◆ **Goal of the exercise**
From the article on Porter Goss's nomination to head the CIA, copy word for word the stretch from "Posted August 11, 2004" through "former senior agents.".

*** Excerpted passage ***

Analysis: CIA dismay at Porter Goss' nomination as DCIA

Posted August 11, 2004

By Richard Sale


President George W. Bush has nominated Rep. Porter Goss as new CIA director, a proposal which has so far caused little rejoicing at the agency, according to several serving and former agents interviewed by United Press International.

During an announcement made in the White House Rose Garden, Bush described Goss, 65, a Florida Republican as "the right man with strong experience in intelligence and in fighting against terrorism."

This was immediately disputed by two former senior agents.

"When was he in the CIA?" asked former top CIA Iraq analyst Judith Yaphe of Goss's agency career.

When told that Goss had been a case officer from the mid-1960s until 1971, dealing with Latin America, Yaphe said: "But that is so long ago. It's not as if the cultures at the agency now were anywhere near what they were back then. I would worry about his genuine depth of knowledge."

Yaphe said weeks ago Goss deliberately made statements that undercut Acting CIA Director John McLaughlin, adding, "John is a decent, well-meaning man, and Goss really screwed him."

Goss did not return phone calls. [But President Bush while in Florida Aug. 10 praised the Floridian as a man of honor and a good representative from the Sunshine state that would not only help reform the CIA but also boost the GOP.]

Former CIA agent Larry Johnson also questioned Goss's qualifications. "There is one thing Goss didn't really do for the last several years -- he didn't chair the House Intelligence Committee, in spite of what his resume claims," said Johnson. "Instead, he did the dead man's float."

Johnson said Goss did not have the experience claimed. Goss did not "push through real reforms, for example, getting more funding for badly clandestine assets. He didn't do any of it."

Former CIA Counter-terrorism Chief Vince Cannistraro agreed: "Goss has never been very distinguished, but he's protected. He's a Bush loyalist and has been in the forefront of those who have tried to place the major blame for the 9/11 attacks on the agency."

But several serving intelligence sources said Goss and other Bush advocates are ignoring the degree of internal CIA opposition to such mistakes as the inclusion in the State of the Union address of allegations that Niger was attempting to sell uranium to Iraq, disowned by many agency and State Department analysts long before the speech.

For example, a congressional investigative memo -- confirmed by agency sources -- is strongly critical of Robert Walpole who, as the agency's national intelligence officer for proliferation, played a key role in promoting the bogus claims about Iraqi weapons of mass destruction in October 2002.

According to a congressional document, when the experts from the CIA's Office of Directorate of Intelligence, especially the Weapons Inspection and Proliferation and Arms Control, or WINPAC, began to dispute Walpole's claims, getting support from technical experts assigned to it from the agency's director of science and technology, Walpole simply bypassed them.

Walpole had a close relationship with Robert Joseph on the National Security Council staff who held the same hard-line views, congressional sources said.

According to the document, Joseph was a key advocate of putting the Niger allegations into the speech and succeeded -- aided by Walpole.

*** End of Excerpted passage ***
*** Given records ***

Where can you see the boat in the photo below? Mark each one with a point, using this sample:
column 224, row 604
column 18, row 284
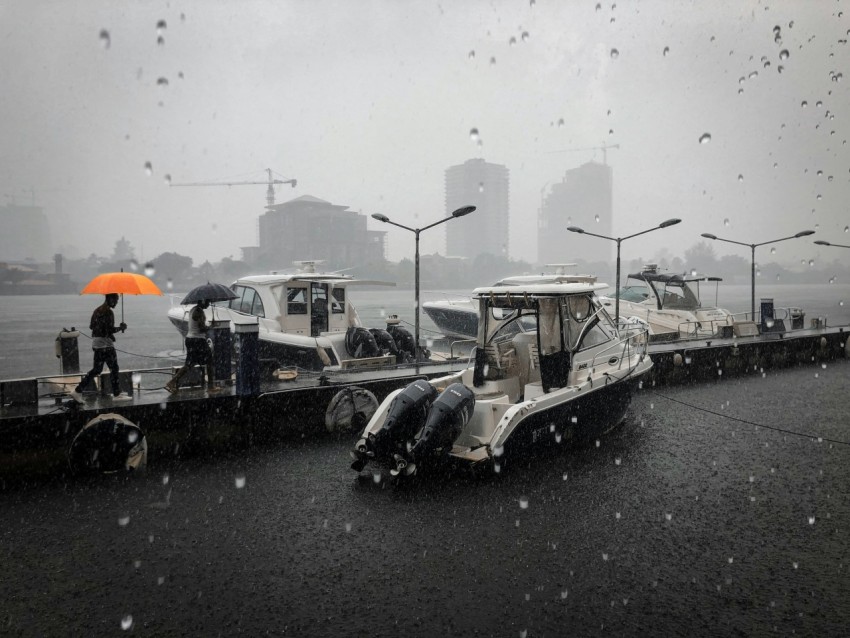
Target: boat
column 569, row 380
column 670, row 305
column 307, row 321
column 458, row 317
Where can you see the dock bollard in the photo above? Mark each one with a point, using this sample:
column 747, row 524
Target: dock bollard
column 248, row 365
column 68, row 351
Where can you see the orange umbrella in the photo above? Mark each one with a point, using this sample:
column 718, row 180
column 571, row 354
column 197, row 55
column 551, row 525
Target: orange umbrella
column 123, row 283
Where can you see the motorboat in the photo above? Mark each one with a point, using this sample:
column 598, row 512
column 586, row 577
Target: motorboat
column 569, row 379
column 458, row 317
column 670, row 305
column 307, row 321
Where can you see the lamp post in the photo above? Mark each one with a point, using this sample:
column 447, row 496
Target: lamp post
column 802, row 233
column 820, row 242
column 619, row 240
column 460, row 212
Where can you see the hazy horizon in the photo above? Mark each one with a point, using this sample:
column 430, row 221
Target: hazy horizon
column 366, row 105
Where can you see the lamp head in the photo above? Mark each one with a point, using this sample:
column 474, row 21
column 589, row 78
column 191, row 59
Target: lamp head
column 460, row 212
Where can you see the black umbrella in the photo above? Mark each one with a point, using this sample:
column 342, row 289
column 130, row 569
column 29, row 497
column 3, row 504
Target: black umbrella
column 209, row 292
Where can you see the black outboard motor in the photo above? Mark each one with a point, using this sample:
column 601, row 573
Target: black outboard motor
column 405, row 417
column 384, row 340
column 447, row 418
column 360, row 343
column 404, row 341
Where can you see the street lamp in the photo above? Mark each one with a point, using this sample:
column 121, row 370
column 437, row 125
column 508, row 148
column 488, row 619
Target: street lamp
column 802, row 233
column 460, row 212
column 619, row 240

*** End of Given records ***

◆ **Written response**
Posted August 11, 2004

By Richard Sale


President George W. Bush has nominated Rep. Porter Goss as new CIA director, a proposal which has so far caused little rejoicing at the agency, according to several serving and former agents interviewed by United Press International.

During an announcement made in the White House Rose Garden, Bush described Goss, 65, a Florida Republican as "the right man with strong experience in intelligence and in fighting against terrorism."

This was immediately disputed by two former senior agents.